## PASSAGE TO READ:
★ ★ ★ ★ ★ ★ ★
President George W. Bush is joined by Arizona legislators as he signs H.R. 5441, Department of Homeland Security Appropriations Act for fiscal year 2007, Wednesday, Oct. 4, 2006, against a backdrop of Camelback Mountain in Scottsdale. From left are: Arizona Gov. Janet Napolitano, Rep. J.D. Hayworth, Rep. Rick Renzi, Sen. Jon Kyl, R-Ariz., and Rep. Trent Franks. White House photo by Eric Draper We've made progress in addressing illegal immigration, but there is a lot more work to be done. This May, I asked Congress to fund improvements in infrastructure, technology, and manpower at the border, and I appreciate Congress delivering upon my requests.

The bill I sign today includes nearly $1.2 billion in additional funding for strengthening the border, for new infrastructure and technology that will help us do our job. It provides funding for more border fencing, vehicle barriers, and lighting, for cutting-edge technology, including ground base radar, infrared cameras, and advance sensors that will help prevent illegal crossings along our southern border. That's what the people of this country want. They want to know that we're modernizing the border so we can better secure the border.

The bill also supports our efforts to increase the number of Border Patrol agents to about 18,000 by the end of 2008. I recognized, Congress recognized that we needed more Border Patrol agents to do the job. So we were in Artesia, New Mexico earlier, and went to the Border Patrol Training Center; they were thanked first-hand, the men and women who are willing to go out and do hard work and help secure a really long border. And I appreciate the service of the Border Patrol.

It provides funding for about 1,500 additional Border Patrol agents. In other words, this is part of a doubling of the Border Patrol that I called for earlier in my administration. I fully understand it's going to take time to recruit and train these Border Patrol, and that's why, in coordination with the governors, we deployed 6,000 National Guard members to the southern border, and they're doing a fine job.

I remember the outcry when I thought it was a good -- told the American people I thought it was a good idea to send them down there. But, thankfully, we did. And they're helping the Border Patrol. And when the Border Patrol agencies -- number of agents double, then we're not going to need the National Guard. But in the meantime, America owes them a debt of gratitude and thanks.
★ ★ ★ ★ ★ ★ ★
## DATA PROVIDED:

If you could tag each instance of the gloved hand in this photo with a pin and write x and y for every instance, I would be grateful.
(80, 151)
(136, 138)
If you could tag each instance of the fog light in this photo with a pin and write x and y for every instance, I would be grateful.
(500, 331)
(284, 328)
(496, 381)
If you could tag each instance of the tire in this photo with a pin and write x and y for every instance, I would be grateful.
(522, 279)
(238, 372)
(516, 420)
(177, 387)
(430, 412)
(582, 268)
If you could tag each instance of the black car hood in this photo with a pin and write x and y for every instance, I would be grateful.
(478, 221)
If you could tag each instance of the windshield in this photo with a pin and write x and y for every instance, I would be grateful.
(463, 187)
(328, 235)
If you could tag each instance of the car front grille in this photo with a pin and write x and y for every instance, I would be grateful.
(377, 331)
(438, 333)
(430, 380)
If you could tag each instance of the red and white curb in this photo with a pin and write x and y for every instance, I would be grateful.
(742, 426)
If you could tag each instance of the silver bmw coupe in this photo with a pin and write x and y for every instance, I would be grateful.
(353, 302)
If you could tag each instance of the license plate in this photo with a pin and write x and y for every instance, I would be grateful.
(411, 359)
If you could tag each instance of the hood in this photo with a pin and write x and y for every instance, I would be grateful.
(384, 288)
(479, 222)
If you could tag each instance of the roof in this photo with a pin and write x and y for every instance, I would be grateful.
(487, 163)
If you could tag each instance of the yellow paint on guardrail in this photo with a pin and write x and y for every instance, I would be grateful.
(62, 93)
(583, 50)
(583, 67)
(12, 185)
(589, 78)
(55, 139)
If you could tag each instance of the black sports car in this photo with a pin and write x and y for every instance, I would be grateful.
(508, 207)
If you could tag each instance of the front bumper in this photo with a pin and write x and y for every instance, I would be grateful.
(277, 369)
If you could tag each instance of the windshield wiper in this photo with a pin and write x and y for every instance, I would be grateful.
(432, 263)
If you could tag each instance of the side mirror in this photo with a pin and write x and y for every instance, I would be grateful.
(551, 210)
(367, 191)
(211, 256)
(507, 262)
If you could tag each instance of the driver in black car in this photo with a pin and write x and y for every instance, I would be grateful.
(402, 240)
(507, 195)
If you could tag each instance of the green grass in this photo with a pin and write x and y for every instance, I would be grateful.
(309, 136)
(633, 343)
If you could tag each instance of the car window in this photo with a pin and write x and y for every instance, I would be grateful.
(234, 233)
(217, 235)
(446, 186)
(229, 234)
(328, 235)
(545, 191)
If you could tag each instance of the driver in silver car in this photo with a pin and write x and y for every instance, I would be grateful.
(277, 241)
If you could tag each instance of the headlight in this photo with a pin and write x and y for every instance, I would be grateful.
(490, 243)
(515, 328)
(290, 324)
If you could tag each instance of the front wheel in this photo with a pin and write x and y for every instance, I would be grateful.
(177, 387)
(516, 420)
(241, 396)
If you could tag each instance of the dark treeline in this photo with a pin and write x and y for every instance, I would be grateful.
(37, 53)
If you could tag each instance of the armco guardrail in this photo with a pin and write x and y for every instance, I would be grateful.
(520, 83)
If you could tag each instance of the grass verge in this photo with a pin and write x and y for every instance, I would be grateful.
★ ★ ★ ★ ★ ★ ★
## WORK ORDER A:
List every person the border security speech names as standing with the President at the signing, in the order given.
## WORK ORDER B:
Resume the border security speech after its last sentence and write what comes next.

## ANSWER AREA A:
Arizona Gov. Janet Napolitano, Rep. J.D. Hayworth, Rep. Rick Renzi, Sen. Jon Kyl, Rep. Trent Franks

## ANSWER AREA B:
The bill I sign today also includes a 25 percent increase for funding for immigration and customs enforcement. This funding will help federal agents better enforce our immigration laws inside our country. It will allow us to add at least 6,700 new beds in detention centers. Part of the problem we face is that illegal immigrant that was caught sneaking into the country, and because there was no detention beds, the Border Patrol would say, why don't you check back in with us after awhile. There's no place to hold you, so check back in with the judges. And of course, they didn't check back in. It created a lot of frustration with the Border Patrol.

So we're in the process of ending catch and release. This bill will help us end catch and release. You see, when people know that they'll be caught and sent home if they enter the country illegally, they're going to be less likely to try to enter illegally in the first place.

The funds that Congress has appropriated are critical for our efforts to secure this border and enforce our laws. Yet, we must also recognize that enforcement alone is not going to work. You need comprehensive reform that provides a legal way for people to work here on a temporary basis. It's going to relieve pressure on the border. It will enable our Border Patrol agents to do a better job when we reduce the number of people trying to sneak into the country. It will free up our law enforcement officers to focus on criminals and drug dealers and terrorists and others who mean us harm.

We'll continue to work with Congress to pass comprehensive immigration reform that secures this border, upholds the laws, and honors our nation's proud heritage as a land of immigrants.

I want to thank the members of Congress who have joined me for this important bill signing. And now it's my honor to sign the Department of Homeland Security Appropriations Act for 2007.